[WHAT THIS EXERCISE ASKS]
• A. Reproduce verbatim the passage of the text on criminology theories from "The case study" up to and including "the juvenile cases.".
• B. In the text on criminology theories, between which three elements does psychological theory say conflicts produce a criminal act?

[TEXT SHOWN]
********************
Another application of the classical theory is the access of special education to the juveniles. This enables them to be self sufficient upon release. They are also said to benefit from these programs as they are able to make rational choices once faced with challenges in the future.
The biological criminology theory explains criminal behavior as a result of an individual’s genetic composition. The theory argues that criminal behavior results from inborn genetic errors and abnormalities. In the 19th century Lombroso argued that the born criminals could be identified by their characteristics which were dictated by their genes (Cottle, 2001).
This theory is closely related to the evolutionary view in which criminal behavior is genetically inherited from one generation to another. The theory thus advocates for punishment that aims at correcting the genetic abnormality so as to correct the crime. These forms of punishment include medications, segregation, and elimination of the gene so that it is not passed on to another person.
In juvenile correction programs these individual undergo special education aimed at regulating some of the erratic behaviors. The offenders are also segregated from the larger society so as to correct their behaviors. Although a useful theory its application in the judicial system is limited as it advocates for elimination of the person rather than the correction of the individual so as to eliminate crime (Cottle, 2001).
Psychological theory on the other hand offers an explanation of criminal behavior based on Feud’s principles. This theory advocates that criminal act results from conflicts between id, ego and superego. This theory focuses on the development of an individual through the early childhood. It also advocates that criminal acts result from the lack of sufficient personality. As opposed to the adult judicial system, the juvenile judicial system the personnel have to be specially trained to handle the prisoners. This is because the child offenders are more difficult to handle. In the juvenile correction programs, psychological counseling is employed so as to correct the erratic behavior (Sutherland, 1947).
In social criminology theory, criminality is said to result from adoption of behavior from those whom we interact with. This theory attempts to explain how criminal ideas and behaviors are transmitted from one person to another. They believe that criminal behavior is learned from another individual. The learning theorists advocate for punishment that eliminates the rewards for these behaviors while increasing the consequences of the same. In the juvenile correction programs various aspects are employed that relate to this theory this include segregation of the child from the society and limited access to various entertainment facilities. Various studies have shown this to be effective in the correction of such behaviors (Chadwick, 2004).
The case study cited is Pena versus State Division for Youth (New York, 1976). In this case, the plaintiff, John Pena, argued that the use of forceful physical and medical restraint violated the eighth and fourteen amendments. Since he was a juvenile, this treatment did not tally with his case. He also argued against solitary confinement and wanted to receive rehabilitative treatment as stipulated in the constitution. The judge, Motley granted him this right. Currently this case applies in many of the juvenile cases.
Chadwick, A. (2004). Peer relations in childhood. Journal of Child Psychology and Psychiatry, 45(1), 84–108.
Cottle, C. (2001). The prediction of criminal recidivism in juveniles: A meta-analysis. Criminal Justice and Behaviour, 28(3), 367–394.
Murray, C. (2009). Typologies of young resisters and desisters. Youth Justice, 9(2), 115–129.
Pena V. New York State Division for Youth, 419 F. Supp. 203 (S.D. N.Y. 1976).
Sutherland, H. (1947). Principles of Criminology. 4th Edition. NY. McGraw Hill.
********************
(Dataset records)
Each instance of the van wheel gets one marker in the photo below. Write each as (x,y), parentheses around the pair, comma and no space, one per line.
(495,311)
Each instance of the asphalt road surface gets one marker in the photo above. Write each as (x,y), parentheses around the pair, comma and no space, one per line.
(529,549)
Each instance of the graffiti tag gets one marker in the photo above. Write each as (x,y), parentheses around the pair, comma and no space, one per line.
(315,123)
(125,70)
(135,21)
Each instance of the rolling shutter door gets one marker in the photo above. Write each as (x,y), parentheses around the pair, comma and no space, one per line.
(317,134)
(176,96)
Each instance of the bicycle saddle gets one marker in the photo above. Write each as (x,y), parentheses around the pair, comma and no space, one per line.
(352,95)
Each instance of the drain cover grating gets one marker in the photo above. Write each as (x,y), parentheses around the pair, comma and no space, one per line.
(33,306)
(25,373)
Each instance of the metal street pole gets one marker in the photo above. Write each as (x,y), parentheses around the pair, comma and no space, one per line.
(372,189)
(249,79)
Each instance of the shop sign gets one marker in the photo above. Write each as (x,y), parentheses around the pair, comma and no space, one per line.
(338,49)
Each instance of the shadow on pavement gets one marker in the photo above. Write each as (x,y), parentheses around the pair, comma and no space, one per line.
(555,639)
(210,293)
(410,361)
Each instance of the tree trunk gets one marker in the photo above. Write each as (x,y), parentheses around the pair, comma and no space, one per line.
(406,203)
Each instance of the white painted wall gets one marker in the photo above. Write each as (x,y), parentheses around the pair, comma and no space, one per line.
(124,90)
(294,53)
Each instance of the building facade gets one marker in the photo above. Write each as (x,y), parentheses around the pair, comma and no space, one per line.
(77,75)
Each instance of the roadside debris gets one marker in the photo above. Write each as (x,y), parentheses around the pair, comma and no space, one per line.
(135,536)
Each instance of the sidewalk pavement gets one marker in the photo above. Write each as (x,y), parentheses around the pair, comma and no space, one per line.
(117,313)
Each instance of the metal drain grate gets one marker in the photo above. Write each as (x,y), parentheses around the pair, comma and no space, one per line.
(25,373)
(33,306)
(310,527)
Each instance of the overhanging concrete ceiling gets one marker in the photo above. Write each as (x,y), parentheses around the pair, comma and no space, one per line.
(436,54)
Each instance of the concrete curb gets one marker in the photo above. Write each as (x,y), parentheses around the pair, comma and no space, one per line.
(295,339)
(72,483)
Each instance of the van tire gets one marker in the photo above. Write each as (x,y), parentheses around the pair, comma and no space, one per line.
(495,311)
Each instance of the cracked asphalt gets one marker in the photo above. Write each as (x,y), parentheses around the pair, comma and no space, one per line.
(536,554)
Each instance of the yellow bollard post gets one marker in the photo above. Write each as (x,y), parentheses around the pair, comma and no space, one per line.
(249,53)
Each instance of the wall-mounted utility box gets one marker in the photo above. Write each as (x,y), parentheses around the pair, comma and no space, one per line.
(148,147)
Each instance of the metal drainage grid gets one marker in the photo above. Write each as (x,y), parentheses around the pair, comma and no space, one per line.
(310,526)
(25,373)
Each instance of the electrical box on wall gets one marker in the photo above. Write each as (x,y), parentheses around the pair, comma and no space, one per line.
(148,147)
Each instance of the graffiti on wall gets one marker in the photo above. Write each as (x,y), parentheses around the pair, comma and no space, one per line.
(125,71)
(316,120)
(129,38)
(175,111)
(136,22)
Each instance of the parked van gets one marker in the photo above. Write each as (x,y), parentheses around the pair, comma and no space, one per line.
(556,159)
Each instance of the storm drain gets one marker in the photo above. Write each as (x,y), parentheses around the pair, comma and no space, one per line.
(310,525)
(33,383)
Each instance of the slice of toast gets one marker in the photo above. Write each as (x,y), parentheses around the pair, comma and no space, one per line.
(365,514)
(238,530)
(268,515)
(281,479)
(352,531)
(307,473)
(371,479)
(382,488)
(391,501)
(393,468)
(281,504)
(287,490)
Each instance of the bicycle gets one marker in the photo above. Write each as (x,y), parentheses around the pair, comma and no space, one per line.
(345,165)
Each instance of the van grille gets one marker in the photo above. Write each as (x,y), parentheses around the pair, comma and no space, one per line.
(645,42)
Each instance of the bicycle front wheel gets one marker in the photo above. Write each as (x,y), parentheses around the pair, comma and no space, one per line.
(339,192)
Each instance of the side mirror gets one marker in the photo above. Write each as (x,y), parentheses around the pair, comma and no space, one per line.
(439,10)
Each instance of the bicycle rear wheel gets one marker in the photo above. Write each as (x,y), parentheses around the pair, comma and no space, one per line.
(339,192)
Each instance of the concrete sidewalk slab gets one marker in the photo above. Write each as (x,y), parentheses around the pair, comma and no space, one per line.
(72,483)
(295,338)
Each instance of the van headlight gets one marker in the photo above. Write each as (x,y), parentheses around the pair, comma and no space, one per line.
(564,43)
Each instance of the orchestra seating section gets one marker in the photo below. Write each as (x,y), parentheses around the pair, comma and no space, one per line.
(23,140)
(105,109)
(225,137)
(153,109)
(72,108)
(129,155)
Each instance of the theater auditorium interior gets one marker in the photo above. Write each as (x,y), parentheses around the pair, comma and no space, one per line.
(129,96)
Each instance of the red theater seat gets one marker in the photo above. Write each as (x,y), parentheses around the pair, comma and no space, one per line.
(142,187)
********************
[EXERCISE ANSWERS]
• A.
The case study cited is Pena versus State Division for Youth (New York, 1976). In this case, the plaintiff, John Pena, argued that the use of forceful physical and medical restraint violated the eighth and fourteen amendments. Since he was a juvenile, this treatment did not tally with his case. He also argued against solitary confinement and wanted to receive rehabilitative treatment as stipulated in the constitution. The judge, Motley granted him this right. Currently this case applies in many of the juvenile cases.

• B. The id, the ego and the superego.